- [Short problem]:
Rewrite every line of the items below as a Markdown table with the columns "Row" and "Item line", numbering the rows and skipping blank lines. Leave the pictures out.

- [Records supplied]:
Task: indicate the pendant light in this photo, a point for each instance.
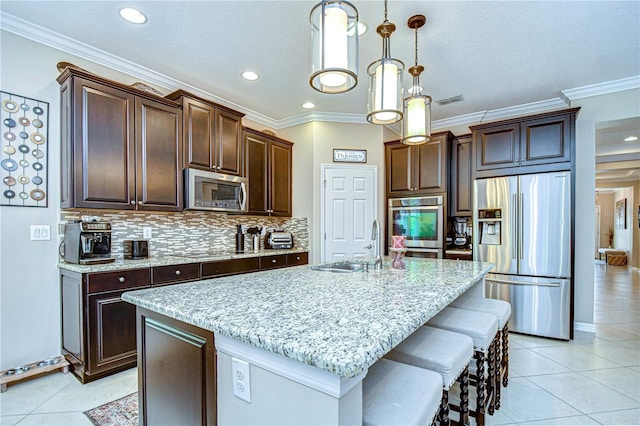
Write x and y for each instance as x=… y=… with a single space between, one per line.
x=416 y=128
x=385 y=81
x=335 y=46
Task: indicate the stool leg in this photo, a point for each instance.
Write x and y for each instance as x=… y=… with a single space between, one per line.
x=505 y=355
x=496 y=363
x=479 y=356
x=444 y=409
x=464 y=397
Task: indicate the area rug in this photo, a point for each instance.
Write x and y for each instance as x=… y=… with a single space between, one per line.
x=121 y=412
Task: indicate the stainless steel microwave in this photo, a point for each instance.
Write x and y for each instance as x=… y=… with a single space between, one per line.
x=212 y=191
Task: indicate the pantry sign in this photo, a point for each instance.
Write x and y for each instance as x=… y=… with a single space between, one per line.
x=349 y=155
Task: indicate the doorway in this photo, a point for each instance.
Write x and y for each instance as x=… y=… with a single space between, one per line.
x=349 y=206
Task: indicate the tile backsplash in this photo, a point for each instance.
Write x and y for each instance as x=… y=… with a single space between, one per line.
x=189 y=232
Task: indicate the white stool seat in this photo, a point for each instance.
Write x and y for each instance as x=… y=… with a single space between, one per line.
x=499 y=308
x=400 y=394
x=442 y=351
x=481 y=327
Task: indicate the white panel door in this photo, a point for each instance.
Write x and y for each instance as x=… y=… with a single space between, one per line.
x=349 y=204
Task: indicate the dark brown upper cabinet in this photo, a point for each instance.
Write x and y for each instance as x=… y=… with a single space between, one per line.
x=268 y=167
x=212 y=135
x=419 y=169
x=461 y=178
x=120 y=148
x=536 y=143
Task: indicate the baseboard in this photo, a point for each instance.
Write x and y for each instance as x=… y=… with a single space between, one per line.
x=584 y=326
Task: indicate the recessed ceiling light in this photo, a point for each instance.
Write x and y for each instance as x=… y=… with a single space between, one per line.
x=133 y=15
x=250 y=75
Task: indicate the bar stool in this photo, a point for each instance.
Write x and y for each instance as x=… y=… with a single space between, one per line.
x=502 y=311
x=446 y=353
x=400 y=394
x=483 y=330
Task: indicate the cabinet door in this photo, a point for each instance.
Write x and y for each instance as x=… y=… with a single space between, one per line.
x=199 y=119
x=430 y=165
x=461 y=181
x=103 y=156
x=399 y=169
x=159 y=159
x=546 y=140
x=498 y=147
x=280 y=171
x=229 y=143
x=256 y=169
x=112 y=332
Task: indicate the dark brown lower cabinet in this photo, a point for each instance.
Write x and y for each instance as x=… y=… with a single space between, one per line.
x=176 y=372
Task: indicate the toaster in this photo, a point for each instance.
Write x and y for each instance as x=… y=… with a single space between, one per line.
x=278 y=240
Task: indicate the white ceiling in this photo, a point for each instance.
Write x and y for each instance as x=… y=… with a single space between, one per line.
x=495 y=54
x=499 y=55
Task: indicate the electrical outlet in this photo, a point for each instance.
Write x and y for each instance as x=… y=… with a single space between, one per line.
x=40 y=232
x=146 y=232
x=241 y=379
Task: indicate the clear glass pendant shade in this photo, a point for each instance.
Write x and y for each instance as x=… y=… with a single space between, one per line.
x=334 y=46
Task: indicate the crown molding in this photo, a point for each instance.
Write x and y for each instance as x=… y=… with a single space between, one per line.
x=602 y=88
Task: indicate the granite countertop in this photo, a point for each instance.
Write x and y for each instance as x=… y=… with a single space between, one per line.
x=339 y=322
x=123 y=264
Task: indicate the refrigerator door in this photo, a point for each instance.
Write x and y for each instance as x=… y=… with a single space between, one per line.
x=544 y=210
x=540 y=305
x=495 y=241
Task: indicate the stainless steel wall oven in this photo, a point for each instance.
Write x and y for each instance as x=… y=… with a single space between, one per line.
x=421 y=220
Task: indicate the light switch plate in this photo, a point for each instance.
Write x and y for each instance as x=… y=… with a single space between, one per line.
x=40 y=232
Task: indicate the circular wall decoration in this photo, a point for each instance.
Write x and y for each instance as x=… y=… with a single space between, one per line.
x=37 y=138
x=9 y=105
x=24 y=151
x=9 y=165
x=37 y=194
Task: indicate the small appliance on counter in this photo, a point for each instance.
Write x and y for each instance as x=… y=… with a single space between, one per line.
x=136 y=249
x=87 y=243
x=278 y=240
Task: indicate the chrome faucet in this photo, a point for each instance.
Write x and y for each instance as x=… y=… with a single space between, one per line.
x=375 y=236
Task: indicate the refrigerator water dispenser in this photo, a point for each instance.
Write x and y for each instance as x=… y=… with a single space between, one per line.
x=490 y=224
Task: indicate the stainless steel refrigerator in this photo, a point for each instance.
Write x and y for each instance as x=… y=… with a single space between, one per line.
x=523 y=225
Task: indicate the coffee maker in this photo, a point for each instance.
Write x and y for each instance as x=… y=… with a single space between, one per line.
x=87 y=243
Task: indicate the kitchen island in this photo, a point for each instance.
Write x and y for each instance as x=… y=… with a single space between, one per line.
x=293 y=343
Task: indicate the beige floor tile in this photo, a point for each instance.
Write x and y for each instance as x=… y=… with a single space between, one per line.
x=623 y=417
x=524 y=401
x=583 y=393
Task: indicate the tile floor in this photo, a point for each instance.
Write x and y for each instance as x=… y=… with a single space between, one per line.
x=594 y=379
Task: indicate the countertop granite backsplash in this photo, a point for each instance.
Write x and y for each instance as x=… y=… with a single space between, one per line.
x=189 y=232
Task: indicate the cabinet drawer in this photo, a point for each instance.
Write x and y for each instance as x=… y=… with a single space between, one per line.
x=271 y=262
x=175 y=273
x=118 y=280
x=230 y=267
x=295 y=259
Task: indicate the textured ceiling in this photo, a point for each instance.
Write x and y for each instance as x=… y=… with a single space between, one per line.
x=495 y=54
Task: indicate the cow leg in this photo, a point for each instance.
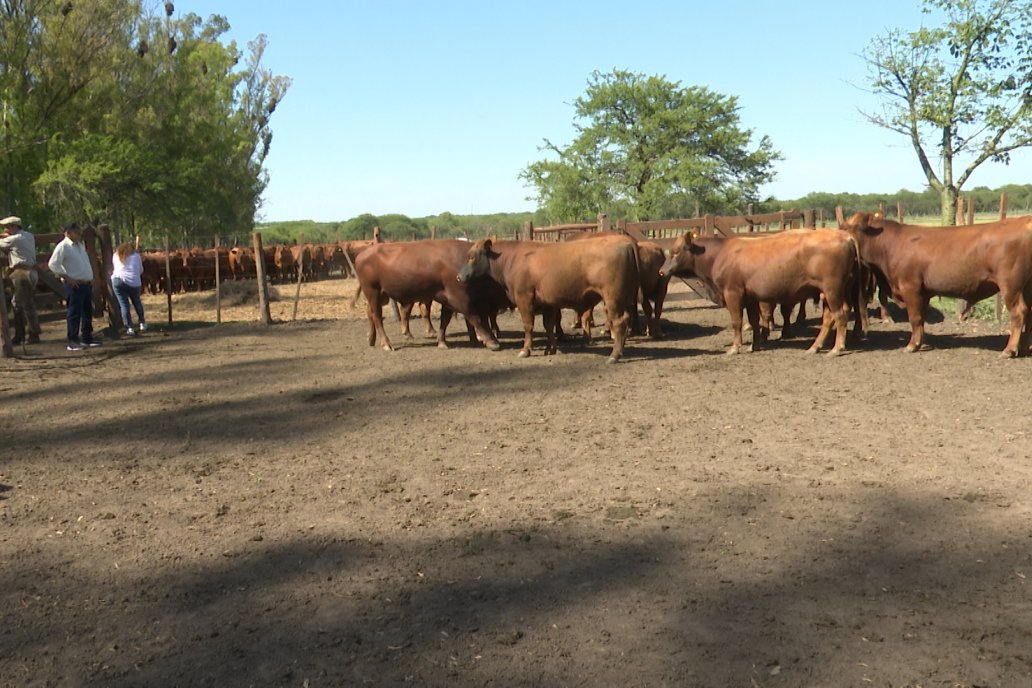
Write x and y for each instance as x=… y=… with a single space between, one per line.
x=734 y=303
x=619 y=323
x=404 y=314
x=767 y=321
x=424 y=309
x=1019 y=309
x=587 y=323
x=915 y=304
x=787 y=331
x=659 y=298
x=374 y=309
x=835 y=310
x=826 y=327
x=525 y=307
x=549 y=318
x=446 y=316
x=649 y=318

- [Exercise solution]:
| Row | Item line |
|---|---|
| 1 | Task: indicate the pendant light in this photo, a point for each instance. |
| 2 | Write x and y for each instance as x=… y=… with a single space between, one per line. |
| 3 | x=416 y=128 |
| 4 | x=385 y=81 |
| 5 | x=335 y=46 |
| 6 | Task: indicate the stool leg in this photo, a point for each instance. |
| 7 | Write x and y for each instance as x=… y=… with a single space between, one per line. |
| 8 | x=505 y=355 |
| 9 | x=496 y=363 |
| 10 | x=479 y=356 |
| 11 | x=444 y=409 |
| 12 | x=464 y=397 |
| 13 | Task: indicate the area rug in this photo, a point for each instance. |
| 14 | Write x and y for each instance as x=… y=… with a single space between, one per line. |
| 15 | x=121 y=412 |
| 16 | Task: indicate the stainless steel microwave in this photo, a point for each instance. |
| 17 | Write x and y for each instance as x=… y=… with a single space between, one per line. |
| 18 | x=212 y=191 |
| 19 | Task: indicate the pantry sign in this photo, a point for each instance. |
| 20 | Write x and y for each instance as x=… y=… with a single space between, one per line. |
| 21 | x=349 y=155 |
| 22 | Task: indicate the doorway in this photo, a point for each instance. |
| 23 | Write x and y for each instance as x=… y=… with a single space between, one per line. |
| 24 | x=349 y=206 |
| 25 | Task: indicate the tile backsplash in this photo, a point for each instance. |
| 26 | Write x and y for each instance as x=… y=… with a single space between, one per line. |
| 27 | x=189 y=232 |
| 28 | Task: indicate the white stool seat in this photo, a point for each instance. |
| 29 | Write x and y for each instance as x=… y=… with a single space between, one per line. |
| 30 | x=499 y=308 |
| 31 | x=400 y=394 |
| 32 | x=442 y=351 |
| 33 | x=481 y=327 |
| 34 | Task: indicate the white panel door in this photo, a point for each instance. |
| 35 | Write x and y for each instance as x=… y=… with a single space between, one per line. |
| 36 | x=349 y=204 |
| 37 | Task: indicate the dark brown upper cabinet in this photo, a point for each instance. |
| 38 | Write x and y for each instance as x=… y=… with a single space between, one per line. |
| 39 | x=268 y=167 |
| 40 | x=212 y=135 |
| 41 | x=419 y=169 |
| 42 | x=461 y=178 |
| 43 | x=120 y=148 |
| 44 | x=536 y=143 |
| 45 | Task: indicate the baseboard in this photo, a point for each instance. |
| 46 | Write x and y for each instance as x=… y=… with a single space between, one per line. |
| 47 | x=584 y=326 |
| 48 | Task: indicate the recessed ceiling light in this photo, a point for each instance. |
| 49 | Write x and y for each instance as x=… y=… with a single space between, one per line. |
| 50 | x=133 y=15 |
| 51 | x=250 y=75 |
| 52 | Task: indicate the bar stool in this photo, a point for each instance. |
| 53 | Write x and y for each instance as x=… y=… with a single space between, one per line. |
| 54 | x=502 y=311 |
| 55 | x=446 y=353 |
| 56 | x=400 y=394 |
| 57 | x=483 y=330 |
| 58 | Task: indicate the cabinet door in this photo, a point for each instance. |
| 59 | Write x and y for each instance as x=… y=… with a single space between, one per line. |
| 60 | x=199 y=119 |
| 61 | x=430 y=165 |
| 62 | x=461 y=181 |
| 63 | x=103 y=156 |
| 64 | x=399 y=169 |
| 65 | x=159 y=159 |
| 66 | x=546 y=140 |
| 67 | x=498 y=147 |
| 68 | x=280 y=171 |
| 69 | x=229 y=143 |
| 70 | x=256 y=169 |
| 71 | x=112 y=332 |
| 72 | Task: indicate the dark brown lower cabinet in this photo, a point for each instance. |
| 73 | Write x and y for each instance as x=… y=… with a single space between, one per line. |
| 74 | x=176 y=372 |
| 75 | Task: indicate the toaster in this photo, a point for each instance. |
| 76 | Write x and y for each instance as x=… y=… with a single space between, one per line. |
| 77 | x=278 y=240 |
| 78 | Task: indicate the white ceiling in this photo, a point for each instance. |
| 79 | Write x and y for each instance as x=… y=… with a single space between, one per line. |
| 80 | x=495 y=54 |
| 81 | x=499 y=55 |
| 82 | Task: indicate the electrical outlet in this photo, a point for each instance. |
| 83 | Write x and y for each instance as x=… y=… with a single space between, one per line. |
| 84 | x=40 y=232 |
| 85 | x=146 y=232 |
| 86 | x=241 y=379 |
| 87 | Task: indicate the clear glass pendant shade in this photo, a point for each instance. |
| 88 | Write x and y for each instance as x=… y=… with a single space between, one per line. |
| 89 | x=334 y=46 |
| 90 | Task: indicate the crown molding in this photo, a point for each instance. |
| 91 | Write x and y for each instance as x=… y=… with a single space between, one per line. |
| 92 | x=602 y=88 |
| 93 | Task: indicate the granite countertop in this photo, a point for each instance. |
| 94 | Write x and y for each instance as x=… y=… with a single space between, one per line. |
| 95 | x=339 y=322 |
| 96 | x=123 y=264 |
| 97 | Task: indicate the refrigerator door in this photo, a point for each instance. |
| 98 | Write x and y for each instance as x=… y=… with a single space between, one per line. |
| 99 | x=544 y=210 |
| 100 | x=540 y=305 |
| 101 | x=495 y=241 |
| 102 | Task: indicate the stainless steel wall oven in this photo, a point for each instance. |
| 103 | Write x and y for each instance as x=… y=… with a single space between, one per line. |
| 104 | x=421 y=220 |
| 105 | Task: indicate the light switch plate in this photo, a point for each instance. |
| 106 | Write x and y for each instance as x=… y=… with a single space between, one per line. |
| 107 | x=40 y=232 |
| 108 | Task: indicate the circular wall decoration in this photo, a point for each instance. |
| 109 | Write x and y for each instance as x=… y=… with a single space between, one per line. |
| 110 | x=37 y=138 |
| 111 | x=9 y=105 |
| 112 | x=24 y=151 |
| 113 | x=9 y=165 |
| 114 | x=37 y=194 |
| 115 | Task: indicate the small appliance on counter in this photo, a point for each instance. |
| 116 | Write x and y for each instance as x=… y=… with a single space between, one per line. |
| 117 | x=136 y=249 |
| 118 | x=87 y=243 |
| 119 | x=278 y=240 |
| 120 | Task: indicate the chrome faucet in this photo, a point for each instance. |
| 121 | Write x and y for each instance as x=… y=… with a single space between, one per line. |
| 122 | x=375 y=236 |
| 123 | Task: indicate the refrigerator water dispenser in this photo, a point for each instance. |
| 124 | Write x and y for each instance as x=… y=… with a single space between, one per line. |
| 125 | x=490 y=224 |
| 126 | Task: indicate the stainless steel refrigerator in this photo, a point for each instance. |
| 127 | Write x and y for each instance as x=… y=… with a single space between, one per line. |
| 128 | x=523 y=225 |
| 129 | Task: indicate the coffee maker in this photo, a point for each instance. |
| 130 | Write x and y for each instance as x=… y=… with a single space between, one per line. |
| 131 | x=87 y=243 |
| 132 | Task: indicate the kitchen island in this photo, a point for each instance. |
| 133 | Write x and y for each instance as x=… y=… with a single space between, one per line. |
| 134 | x=293 y=343 |
| 135 | Task: indicate the beige floor tile in this photo, a point for each instance. |
| 136 | Write x and y for each instance as x=… y=… with a single space between, one per line. |
| 137 | x=623 y=417 |
| 138 | x=524 y=401 |
| 139 | x=583 y=393 |
| 140 | Task: indicate the tile floor in this photo, a point for each instance. |
| 141 | Write x and y for each instance as x=… y=… with a single space between, one per line. |
| 142 | x=594 y=379 |
| 143 | Task: indicate the countertop granite backsplash in this photo, a point for each instance. |
| 144 | Write x and y for each instance as x=… y=… with a single space between, one per line. |
| 145 | x=189 y=232 |
| 146 | Task: indicate the cabinet drawer in this photo, a point for each instance. |
| 147 | Write x and y for each instance as x=… y=… with a single space between, one per line. |
| 148 | x=271 y=262 |
| 149 | x=175 y=273 |
| 150 | x=118 y=280 |
| 151 | x=230 y=267 |
| 152 | x=295 y=259 |
| 153 | Task: indicate the textured ceiling in this photo, a point for each instance. |
| 154 | Write x and y for each instance as x=… y=… with a single space between, one per line. |
| 155 | x=495 y=54 |
| 156 | Task: indicate the cow leg in this photo, a point for each instance. |
| 157 | Write x and y for each instance as x=… y=… with a single space between, one per line. |
| 158 | x=734 y=303 |
| 159 | x=619 y=323 |
| 160 | x=404 y=314 |
| 161 | x=767 y=321 |
| 162 | x=424 y=309 |
| 163 | x=1019 y=309 |
| 164 | x=587 y=323 |
| 165 | x=915 y=304 |
| 166 | x=787 y=331 |
| 167 | x=659 y=298 |
| 168 | x=374 y=309 |
| 169 | x=835 y=310 |
| 170 | x=826 y=327 |
| 171 | x=525 y=307 |
| 172 | x=549 y=318 |
| 173 | x=446 y=316 |
| 174 | x=649 y=318 |